(Text segment)
FrankFay wrote:The moderator is right. If you do enough restoration work on a silent film you can copyright that version. This means that if I dupe the Murnau Foundation's restoration of METROPOLIS and sell it I could be prosecuted, but I can still copy an old public domain print struck in the 1960's- provding it doesn't have copyrighted features of it's own.
This might be desirable by some, but it isn't the way the US copyright law is written.

The US copyright law protects creativity, but not mechanical processes. So if you wrote a the book it would is protected by copyright, but there is not a separate copyright on the paperback edition, even if it is formatted differently, as the layout of the book is the result of a process, not authorship or creativity.

Similarly, using digital tools to clean up an image, or taking three incomplete prints of a film to recreate the original release requires little creativity and would not be protectable by copyright in the U.S.

Translating intertitles from a foreign language into English would be protectable, as there is some authorship involved. But you could not claim an exclusive copyright on your choice of typeface for the titles or their layout on the screen - there is insufficient creativity involved.

(Dataset excerpt)

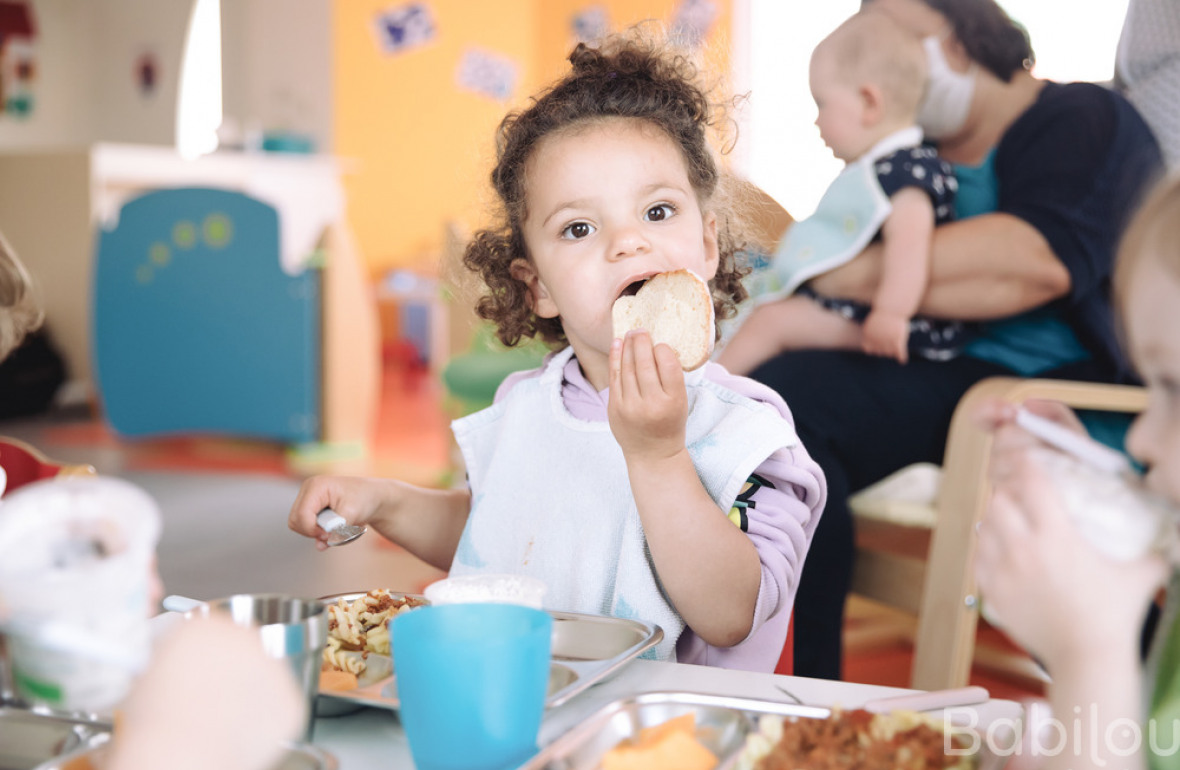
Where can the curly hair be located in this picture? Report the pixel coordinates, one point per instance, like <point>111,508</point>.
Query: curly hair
<point>629,76</point>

(Requirements)
In the text on copyright for silent-film restorations, what does US copyright law protect, and what does it not protect?

(Solved problem)
It protects creativity but not mechanical processes.